● **Work to complete**
1. In the text about preparing the rink ice, what brand is the white paint powder?
2. Set down the part of the rink-ice text that begins at the words "The first step" and stops after "you are going.".
3. Resume the text about painting the rink ice from the point where it ends.

● **Text for analysis**
The first step is laying down several layers of plain water – at the Cox this is accomplished in a hands-on method with a long horizontal sprayer mechanism (see photos), followed by a crew supporting and moving the water hose to keep up with the lead fellow. Think in terms of “crack the whip” or a “Conga line” and you will get the picture. The crew is continually moving to keep off the freshly sprayed surface, allowing it to freeze, while moving onto the next section. And with each new layer, the direction of application is changed – East to West, North to South, even varying which corner the application begins, therefore it is necessary to a keep written record of the process, to note where you’ve been, and where you are going.
Following the application of about 3 to 4 thin layers of water (and a tasty hot lunch of BBQ served to the crew and hangers-on like us!) the excitement builds among the crew when the 40-pound bags of dry white paint powder is added into the large mixing container and then pumped through the long hose to the sprayer. It’s a messy process, as indicated by the laughter, splatters and splashes as the mixer is turned on. To give you a better idea — it’s like a large kitchen mixer that splashes cake batter on you if you’ve turned the mixer on too high – and even with a heavy lid this mixer manages to splash a bit of the white paint out onto the floor and surrounding crew!
Don’t be fooled! This is not your average ordinary white paint! This is “Jet Ice” which proclaims “We Bring Ice to Life” – and if there are any questions about it, it says right on the side that this is the “Preferred Rink Equipment Provider of the NHL.” The moment the white paint layer begins to cover the frozen slab, the arena brightens very rapidly as the ceiling lights are reflected off the white surface, and increases as the white layers are applied.

● **Entries shown**
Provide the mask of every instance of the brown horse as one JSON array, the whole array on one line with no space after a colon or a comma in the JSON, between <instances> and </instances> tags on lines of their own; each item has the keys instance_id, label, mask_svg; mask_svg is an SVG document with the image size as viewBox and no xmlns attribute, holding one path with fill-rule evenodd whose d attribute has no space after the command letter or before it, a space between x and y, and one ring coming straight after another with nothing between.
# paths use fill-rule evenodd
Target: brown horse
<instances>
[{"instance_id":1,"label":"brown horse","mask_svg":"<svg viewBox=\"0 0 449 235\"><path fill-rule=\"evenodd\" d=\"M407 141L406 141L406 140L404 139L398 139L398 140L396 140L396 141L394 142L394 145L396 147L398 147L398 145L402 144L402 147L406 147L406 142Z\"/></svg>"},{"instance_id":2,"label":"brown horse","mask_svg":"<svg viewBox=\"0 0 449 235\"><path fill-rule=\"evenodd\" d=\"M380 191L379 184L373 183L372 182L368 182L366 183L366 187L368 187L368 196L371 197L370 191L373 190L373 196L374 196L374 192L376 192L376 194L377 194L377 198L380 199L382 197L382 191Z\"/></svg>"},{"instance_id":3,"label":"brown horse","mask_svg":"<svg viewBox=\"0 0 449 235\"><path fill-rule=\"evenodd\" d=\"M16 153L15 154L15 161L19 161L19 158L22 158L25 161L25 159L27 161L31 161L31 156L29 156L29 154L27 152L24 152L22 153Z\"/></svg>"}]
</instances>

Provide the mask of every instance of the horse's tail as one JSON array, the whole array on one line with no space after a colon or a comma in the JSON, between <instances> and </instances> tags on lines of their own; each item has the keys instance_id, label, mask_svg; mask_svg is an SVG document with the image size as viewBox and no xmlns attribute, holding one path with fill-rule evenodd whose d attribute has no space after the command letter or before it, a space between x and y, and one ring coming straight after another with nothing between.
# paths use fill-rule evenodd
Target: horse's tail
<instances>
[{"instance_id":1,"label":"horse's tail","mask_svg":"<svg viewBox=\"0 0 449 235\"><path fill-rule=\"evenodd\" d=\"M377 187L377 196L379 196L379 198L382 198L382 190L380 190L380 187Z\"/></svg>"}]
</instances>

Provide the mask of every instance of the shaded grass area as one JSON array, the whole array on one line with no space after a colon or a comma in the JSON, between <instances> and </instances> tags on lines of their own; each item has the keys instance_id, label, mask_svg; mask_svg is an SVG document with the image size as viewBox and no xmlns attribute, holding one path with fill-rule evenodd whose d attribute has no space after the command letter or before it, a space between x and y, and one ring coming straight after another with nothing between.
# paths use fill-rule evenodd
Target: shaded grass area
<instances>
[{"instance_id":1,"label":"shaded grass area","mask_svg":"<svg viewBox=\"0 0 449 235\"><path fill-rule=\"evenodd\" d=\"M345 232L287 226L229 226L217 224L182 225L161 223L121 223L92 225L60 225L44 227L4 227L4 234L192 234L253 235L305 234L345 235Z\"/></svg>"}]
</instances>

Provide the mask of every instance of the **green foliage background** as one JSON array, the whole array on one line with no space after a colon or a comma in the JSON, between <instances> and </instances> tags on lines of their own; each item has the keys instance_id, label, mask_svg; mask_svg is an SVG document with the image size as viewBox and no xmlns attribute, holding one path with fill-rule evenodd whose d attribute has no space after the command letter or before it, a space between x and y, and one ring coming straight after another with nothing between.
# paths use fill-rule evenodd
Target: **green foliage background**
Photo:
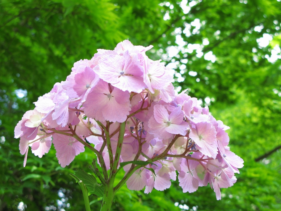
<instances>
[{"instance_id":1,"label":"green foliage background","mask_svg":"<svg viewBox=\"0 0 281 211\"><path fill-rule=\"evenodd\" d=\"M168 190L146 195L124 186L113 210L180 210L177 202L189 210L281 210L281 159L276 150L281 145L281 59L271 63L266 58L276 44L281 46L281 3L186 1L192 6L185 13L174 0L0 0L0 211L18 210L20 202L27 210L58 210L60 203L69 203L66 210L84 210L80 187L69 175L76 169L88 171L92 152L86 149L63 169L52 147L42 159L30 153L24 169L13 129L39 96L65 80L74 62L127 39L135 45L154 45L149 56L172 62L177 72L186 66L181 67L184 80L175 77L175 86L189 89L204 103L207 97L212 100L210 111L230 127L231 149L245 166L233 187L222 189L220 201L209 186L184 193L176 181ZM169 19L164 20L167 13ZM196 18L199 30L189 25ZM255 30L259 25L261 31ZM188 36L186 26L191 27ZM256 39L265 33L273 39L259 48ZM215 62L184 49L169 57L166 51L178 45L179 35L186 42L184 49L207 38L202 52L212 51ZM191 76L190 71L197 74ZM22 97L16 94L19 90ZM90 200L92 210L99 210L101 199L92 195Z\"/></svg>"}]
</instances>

* * *

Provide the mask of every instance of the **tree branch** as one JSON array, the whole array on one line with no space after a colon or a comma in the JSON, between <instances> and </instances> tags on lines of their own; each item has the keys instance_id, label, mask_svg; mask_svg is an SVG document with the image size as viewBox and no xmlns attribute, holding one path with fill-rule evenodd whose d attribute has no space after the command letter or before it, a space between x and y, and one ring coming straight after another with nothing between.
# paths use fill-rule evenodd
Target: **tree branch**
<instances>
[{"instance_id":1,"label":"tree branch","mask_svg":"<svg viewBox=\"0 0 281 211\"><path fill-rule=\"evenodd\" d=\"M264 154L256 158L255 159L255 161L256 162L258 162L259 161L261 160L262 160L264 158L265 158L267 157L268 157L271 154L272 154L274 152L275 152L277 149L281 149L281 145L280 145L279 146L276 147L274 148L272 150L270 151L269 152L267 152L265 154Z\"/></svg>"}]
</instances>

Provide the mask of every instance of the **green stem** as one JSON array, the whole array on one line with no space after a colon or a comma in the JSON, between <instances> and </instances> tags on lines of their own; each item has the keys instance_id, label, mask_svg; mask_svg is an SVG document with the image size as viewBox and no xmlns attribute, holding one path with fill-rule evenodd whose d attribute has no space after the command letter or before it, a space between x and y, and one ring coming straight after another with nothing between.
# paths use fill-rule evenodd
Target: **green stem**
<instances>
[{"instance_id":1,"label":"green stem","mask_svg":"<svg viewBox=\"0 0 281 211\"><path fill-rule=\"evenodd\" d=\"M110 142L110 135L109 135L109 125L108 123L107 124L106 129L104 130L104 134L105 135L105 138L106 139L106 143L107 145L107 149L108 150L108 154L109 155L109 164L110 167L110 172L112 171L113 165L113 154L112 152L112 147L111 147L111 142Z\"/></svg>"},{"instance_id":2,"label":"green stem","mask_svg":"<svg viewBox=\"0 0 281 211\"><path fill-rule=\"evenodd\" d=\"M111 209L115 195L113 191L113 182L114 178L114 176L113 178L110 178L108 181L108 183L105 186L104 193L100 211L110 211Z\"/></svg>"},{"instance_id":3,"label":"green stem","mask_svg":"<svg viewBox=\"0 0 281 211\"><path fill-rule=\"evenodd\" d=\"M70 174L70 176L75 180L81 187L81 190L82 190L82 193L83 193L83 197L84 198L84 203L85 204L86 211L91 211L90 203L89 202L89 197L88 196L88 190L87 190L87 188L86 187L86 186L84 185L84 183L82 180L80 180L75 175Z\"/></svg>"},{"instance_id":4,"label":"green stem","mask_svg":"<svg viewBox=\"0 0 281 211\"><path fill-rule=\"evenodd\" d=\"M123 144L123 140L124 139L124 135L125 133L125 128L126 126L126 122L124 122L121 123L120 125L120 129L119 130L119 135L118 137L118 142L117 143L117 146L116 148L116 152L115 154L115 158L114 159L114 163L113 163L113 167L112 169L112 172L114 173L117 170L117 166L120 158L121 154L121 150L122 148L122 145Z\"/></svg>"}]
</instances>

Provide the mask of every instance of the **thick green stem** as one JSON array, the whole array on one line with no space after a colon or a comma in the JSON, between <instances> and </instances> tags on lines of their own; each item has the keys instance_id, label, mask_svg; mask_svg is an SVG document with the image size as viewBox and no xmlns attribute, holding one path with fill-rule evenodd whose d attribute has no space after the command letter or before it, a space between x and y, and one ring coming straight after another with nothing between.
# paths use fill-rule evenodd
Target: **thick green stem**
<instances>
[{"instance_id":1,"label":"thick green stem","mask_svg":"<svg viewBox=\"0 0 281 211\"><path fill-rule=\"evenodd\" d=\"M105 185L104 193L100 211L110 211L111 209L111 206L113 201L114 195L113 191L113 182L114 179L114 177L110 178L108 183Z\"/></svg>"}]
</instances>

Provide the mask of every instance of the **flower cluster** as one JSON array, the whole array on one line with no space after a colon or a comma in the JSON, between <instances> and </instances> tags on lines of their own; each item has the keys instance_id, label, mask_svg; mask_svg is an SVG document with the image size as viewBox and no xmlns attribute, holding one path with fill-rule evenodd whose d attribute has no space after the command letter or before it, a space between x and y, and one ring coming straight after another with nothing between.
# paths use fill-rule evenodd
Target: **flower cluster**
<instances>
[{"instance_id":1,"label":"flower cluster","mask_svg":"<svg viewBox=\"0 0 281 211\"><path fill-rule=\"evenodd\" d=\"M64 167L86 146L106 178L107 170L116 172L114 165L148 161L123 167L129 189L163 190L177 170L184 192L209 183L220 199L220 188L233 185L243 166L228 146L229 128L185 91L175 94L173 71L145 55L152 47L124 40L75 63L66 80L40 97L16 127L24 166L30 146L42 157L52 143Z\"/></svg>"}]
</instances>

--

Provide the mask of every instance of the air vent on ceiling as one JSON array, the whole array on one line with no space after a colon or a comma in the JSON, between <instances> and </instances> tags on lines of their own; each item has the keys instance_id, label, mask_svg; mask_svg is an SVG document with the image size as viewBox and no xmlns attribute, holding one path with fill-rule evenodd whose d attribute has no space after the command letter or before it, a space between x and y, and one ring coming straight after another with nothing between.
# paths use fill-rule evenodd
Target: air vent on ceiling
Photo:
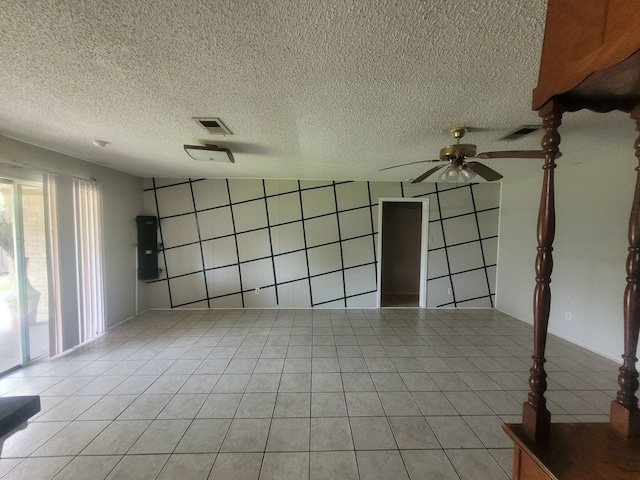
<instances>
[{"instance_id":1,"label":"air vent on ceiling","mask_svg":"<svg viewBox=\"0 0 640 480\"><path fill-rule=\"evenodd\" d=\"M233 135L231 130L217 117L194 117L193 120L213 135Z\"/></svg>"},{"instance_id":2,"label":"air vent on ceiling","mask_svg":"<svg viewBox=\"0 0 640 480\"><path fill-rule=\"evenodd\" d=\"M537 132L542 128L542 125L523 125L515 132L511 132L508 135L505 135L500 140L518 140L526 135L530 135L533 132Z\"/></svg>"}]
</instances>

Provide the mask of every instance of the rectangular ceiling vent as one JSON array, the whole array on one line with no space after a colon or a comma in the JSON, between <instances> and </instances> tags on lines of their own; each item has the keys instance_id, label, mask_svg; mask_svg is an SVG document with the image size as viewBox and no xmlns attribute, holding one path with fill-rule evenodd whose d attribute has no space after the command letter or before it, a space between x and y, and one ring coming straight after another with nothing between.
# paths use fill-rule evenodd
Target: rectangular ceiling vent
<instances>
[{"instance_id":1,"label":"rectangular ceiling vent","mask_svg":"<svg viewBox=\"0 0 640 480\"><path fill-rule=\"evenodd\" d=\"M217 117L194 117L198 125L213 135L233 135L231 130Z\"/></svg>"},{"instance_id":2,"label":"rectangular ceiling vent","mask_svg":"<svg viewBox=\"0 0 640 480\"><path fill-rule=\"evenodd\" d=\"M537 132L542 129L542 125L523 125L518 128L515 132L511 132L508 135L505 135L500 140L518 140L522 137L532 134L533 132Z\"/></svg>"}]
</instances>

● **Numbered answers**
1. Jet Ice

2.
The first step is laying down several layers of plain water – at the Cox this is accomplished in a hands-on method with a long horizontal sprayer mechanism (see photos), followed by a crew supporting and moving the water hose to keep up with the lead fellow. Think in terms of “crack the whip” or a “Conga line” and you will get the picture. The crew is continually moving to keep off the freshly sprayed surface, allowing it to freeze, while moving onto the next section. And with each new layer, the direction of application is changed – East to West, North to South, even varying which corner the application begins, therefore it is necessary to a keep written record of the process, to note where you’ve been, and where you are going.

3.
Believe it or not, the next stage involves string! The lines, logos, and goal crease placement are all dictated by AHL rules and regulations, which provide spacing and dimensions for ice rinks (see the official AHL diagrams in the photos). In order to find center of the rink, the crews work off the two sets of goal post holes and configure the lines using string. Rink boards are not always even, so measurements are based off the goalie posts to make the inner rink measurements accurate. The string is then “frozen” to the surface acting as guidelines for the line painting. Once the center of the ice is determined, a stick with a marker attached to the end is tied to a string attached to the center of the ice and a fellow “walks” the stick-marker around in a circle – a human-scale compass of sorts. This provides the location for the center ice logo layout. If the strings are off by any amount, they are pulled up, re-measured and re-frozen.
By this point most of a day had passed and sadly I had to depart not long after 4pm, before the actual painting started, however Baron’s photographer Steven Christie documented the entire process and his photographs show how the painting process is accomplished. Perhaps I will be able to return in February when they do this all over again just to watch the painting portion of the process – and perhaps I can beg to paint a goalie crease? The Cox Center Arena ice is removed in February every season for a gymnastics event and then reapplied to continue the Barons season. Perhaps by that point the team will also want a penny or two set into the goal crease? To pass along good luck for the playoffs? Come on Barons! Let’s do this!
Thanks to the Cox Arena Ice Crew for letting us join them on Monday and for patiently answering all of my questions! Thanks also to Josh, Cassie, and Steven as well! It was such a fun day.